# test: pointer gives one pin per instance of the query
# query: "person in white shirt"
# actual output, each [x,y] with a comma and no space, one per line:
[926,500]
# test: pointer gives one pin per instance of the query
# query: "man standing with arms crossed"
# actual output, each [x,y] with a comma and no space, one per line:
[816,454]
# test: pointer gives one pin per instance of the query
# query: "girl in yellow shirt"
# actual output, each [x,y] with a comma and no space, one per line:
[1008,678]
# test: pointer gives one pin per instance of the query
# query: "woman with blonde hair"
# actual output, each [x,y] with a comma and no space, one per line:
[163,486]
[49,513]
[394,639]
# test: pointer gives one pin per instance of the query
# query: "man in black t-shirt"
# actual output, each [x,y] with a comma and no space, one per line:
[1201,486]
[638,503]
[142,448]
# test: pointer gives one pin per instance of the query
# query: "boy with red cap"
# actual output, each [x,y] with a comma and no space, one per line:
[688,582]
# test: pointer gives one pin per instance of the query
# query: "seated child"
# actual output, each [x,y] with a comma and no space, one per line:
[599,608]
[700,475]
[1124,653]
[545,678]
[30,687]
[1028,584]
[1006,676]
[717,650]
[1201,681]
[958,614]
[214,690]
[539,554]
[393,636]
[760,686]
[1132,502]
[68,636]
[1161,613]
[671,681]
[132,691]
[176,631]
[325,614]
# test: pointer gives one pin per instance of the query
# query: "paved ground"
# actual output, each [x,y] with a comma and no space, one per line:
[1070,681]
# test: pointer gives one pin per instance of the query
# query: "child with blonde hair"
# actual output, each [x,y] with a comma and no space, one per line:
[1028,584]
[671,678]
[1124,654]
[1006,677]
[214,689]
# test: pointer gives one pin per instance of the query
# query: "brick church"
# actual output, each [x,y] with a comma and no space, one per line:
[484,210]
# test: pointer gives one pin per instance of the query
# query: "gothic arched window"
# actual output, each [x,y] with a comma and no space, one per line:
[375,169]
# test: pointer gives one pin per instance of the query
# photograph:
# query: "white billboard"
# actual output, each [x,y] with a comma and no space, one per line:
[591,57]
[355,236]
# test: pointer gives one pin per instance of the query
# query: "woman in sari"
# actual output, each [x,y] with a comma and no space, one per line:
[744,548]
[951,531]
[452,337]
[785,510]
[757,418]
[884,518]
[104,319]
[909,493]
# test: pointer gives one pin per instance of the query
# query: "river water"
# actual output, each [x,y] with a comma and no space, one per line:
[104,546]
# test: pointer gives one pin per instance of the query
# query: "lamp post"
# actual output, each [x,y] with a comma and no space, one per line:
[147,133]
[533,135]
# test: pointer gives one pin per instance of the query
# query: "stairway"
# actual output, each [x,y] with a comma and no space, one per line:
===============
[OBJECTIVE]
Your task is to repeat each line of the material exactly.

[SOLUTION]
# test: pointer gives one pin per instance of the query
# query: "person in white shirt"
# actual output, each [x,y] with a comma and no space, one per line:
[926,500]
# test: pointer gives one pin per instance of the query
# query: "man standing with arms crossed"
# actual output, each [x,y] with a comma and no space, one per line:
[816,454]
# test: pointer gives one pin per instance of the query
# query: "girl in yellow shirt"
# actual output, each [x,y] with a comma and no space, one per line:
[1008,678]
# test: pointer gives one pin per instance of the query
# query: "woman with blonde hair"
# actual output, each [x,y] with a comma and no space, one per line:
[163,486]
[49,513]
[394,639]
# test: pointer gives one pin per instance of the query
# query: "man in black t-shirt"
# actual output, each [x,y] with a comma and no space, one per line:
[1201,486]
[638,503]
[142,448]
# test: pointer gives one pin per instance of the query
# query: "boy with red cap"
# actual output, each [x,y] with a comma and no space, one per line:
[688,582]
# test: pointer gives one pin per instance of the query
# query: "seated child"
# actual output, each [x,y] with a comma and no space, one per line:
[599,608]
[700,475]
[1124,653]
[545,678]
[30,687]
[1028,584]
[1006,676]
[717,650]
[1201,681]
[958,614]
[214,690]
[539,554]
[393,636]
[760,686]
[1132,502]
[68,636]
[1161,613]
[671,681]
[132,691]
[176,631]
[325,614]
# test: pointer gives one pin per instance of the query
# query: "paved ground"
# actual output, each [x,y] with a comma and no space, one per line:
[1070,681]
# test: pointer gives one pin per instance of the query
# query: "child with blonde hair"
# actual output, each [x,y] with a comma and no space, one per line:
[1028,584]
[671,678]
[1124,654]
[1006,677]
[214,689]
# test: pointer gives one pin per instance of the query
# query: "brick church"
# actual output, each [x,y] with a comma and no space, one per line:
[484,210]
# test: pointer gives one pin per instance of the query
# query: "gothic arched window"
# actual output, each [x,y] with a comma and no space, one per line:
[375,169]
# test: pointer gives one pin per instance of the query
# photograph:
# query: "white billboard"
# actual output, each [x,y] with a comma and no space, one per line:
[591,57]
[355,236]
# test: pointer gives one pin per instance of the query
# query: "woman in sari"
# actual output, each [x,y] with a comma and no space, one per line:
[744,548]
[951,531]
[452,337]
[785,510]
[757,418]
[884,518]
[104,319]
[909,493]
# test: pointer gives one pin per instance of the query
# query: "river water"
# actual output, each [x,y] with a comma and no space, one per line:
[104,546]
# test: pointer gives one pin per instance of the query
# query: "lamp post"
# actual output, each [x,y] with a comma and no space, one per line:
[147,133]
[533,135]
# test: pointer gives one pin per instance of the query
# query: "stairway"
# actual output, each [x,y] with a comma and no space, one per line:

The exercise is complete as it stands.